Reproduce the following passage on "you-ism" and Shani Boianjiu's debut novel word for word, from its dateline to its final sentence.

- [PROVIDED PASSAGE]:
========================
OCTOBER 16, 2012
My colleague Laura Bennett published a great article in the most recent issue diagnosing a problem with the media’s most beloved Millennial cultural purveyors. She called it “you-ism.” Many urban, creative-class type twentysomethings—her examples include the writers of Thought Catalog, blogger Emma Koenig, and of course filmmaker/writer/actress Lena Dunham—essentially regurgitate their life experiences onto the digital page and expect, accurately, that it will be treated as original, even artistic. “‘You-ism,’” Bennett writes, “is less a matter of twentysomethings trying to understand their circumstances than simply taking inventory of their feelings, reassuring themselves by projecting their worldview onto the world.”
Author Shani Boianjiu would seem at first glance to be another such twentysomething, albeit not an American. Her debut novel, The People of Forever Are Not Afraid, invites, even demands discussion of her own life, which, she made clear in a New York Times interview, was indispensable grist for her fiction. But because Boianjiu is not an American but an Israeli, and because her book is not about looking for semi-employment but serving in the army, she is likely not to receive the same complaints. Manning a checkpoint near Hebron feels weightier than properly selecting which Brooklyn café to patronize.
Yet it would be a mistake to think that the reason Boianjiu’s novel deserves to be taken seriously is that its subject matter is gritty—just as it would be a shame if Thought Catalogers and their ilk caused us to write off all privileged young Americans who want to spin their comfortable lives into art. Nobody thinks Hemingway was a great writer because he drove an ambulance in the war.
========================
- [INFORMATION PROVIDED]:
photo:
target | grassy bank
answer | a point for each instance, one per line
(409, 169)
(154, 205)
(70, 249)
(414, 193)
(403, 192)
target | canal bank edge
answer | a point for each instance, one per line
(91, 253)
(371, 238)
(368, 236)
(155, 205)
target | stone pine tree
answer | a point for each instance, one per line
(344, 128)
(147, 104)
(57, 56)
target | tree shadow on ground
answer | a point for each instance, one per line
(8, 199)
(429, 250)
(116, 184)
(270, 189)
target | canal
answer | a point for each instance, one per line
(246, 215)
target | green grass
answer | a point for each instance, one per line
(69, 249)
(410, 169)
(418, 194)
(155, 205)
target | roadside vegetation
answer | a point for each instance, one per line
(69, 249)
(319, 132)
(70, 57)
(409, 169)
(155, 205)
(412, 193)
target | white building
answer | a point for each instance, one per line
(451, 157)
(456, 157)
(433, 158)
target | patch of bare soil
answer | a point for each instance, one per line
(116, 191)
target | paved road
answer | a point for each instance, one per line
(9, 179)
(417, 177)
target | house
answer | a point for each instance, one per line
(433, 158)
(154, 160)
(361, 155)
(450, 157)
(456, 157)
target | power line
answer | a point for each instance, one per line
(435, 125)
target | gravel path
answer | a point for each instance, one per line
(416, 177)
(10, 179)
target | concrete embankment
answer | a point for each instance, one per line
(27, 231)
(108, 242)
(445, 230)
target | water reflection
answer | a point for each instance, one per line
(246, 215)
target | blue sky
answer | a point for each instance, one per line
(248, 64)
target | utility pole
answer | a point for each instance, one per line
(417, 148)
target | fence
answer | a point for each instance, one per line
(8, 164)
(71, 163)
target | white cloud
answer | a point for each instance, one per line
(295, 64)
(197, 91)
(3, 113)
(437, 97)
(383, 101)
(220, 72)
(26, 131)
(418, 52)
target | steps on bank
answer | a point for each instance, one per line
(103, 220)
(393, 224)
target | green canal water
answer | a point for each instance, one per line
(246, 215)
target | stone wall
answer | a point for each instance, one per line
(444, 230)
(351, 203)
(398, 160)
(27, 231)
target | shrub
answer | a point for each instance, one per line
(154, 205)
========================
- [RESPONSE]:
OCTOBER 16, 2012
My colleague Laura Bennett published a great article in the most recent issue diagnosing a problem with the media’s most beloved Millennial cultural purveyors. She called it “you-ism.” Many urban, creative-class type twentysomethings—her examples include the writers of Thought Catalog, blogger Emma Koenig, and of course filmmaker/writer/actress Lena Dunham—essentially regurgitate their life experiences onto the digital page and expect, accurately, that it will be treated as original, even artistic. “‘You-ism,’” Bennett writes, “is less a matter of twentysomethings trying to understand their circumstances than simply taking inventory of their feelings, reassuring themselves by projecting their worldview onto the world.”
Author Shani Boianjiu would seem at first glance to be another such twentysomething, albeit not an American. Her debut novel, The People of Forever Are Not Afraid, invites, even demands discussion of her own life, which, she made clear in a New York Times interview, was indispensable grist for her fiction. But because Boianjiu is not an American but an Israeli, and because her book is not about looking for semi-employment but serving in the army, she is likely not to receive the same complaints. Manning a checkpoint near Hebron feels weightier than properly selecting which Brooklyn café to patronize.
Yet it would be a mistake to think that the reason Boianjiu’s novel deserves to be taken seriously is that its subject matter is gritty—just as it would be a shame if Thought Catalogers and their ilk caused us to write off all privileged young Americans who want to spin their comfortable lives into art. Nobody thinks Hemingway was a great writer because he drove an ambulance in the war.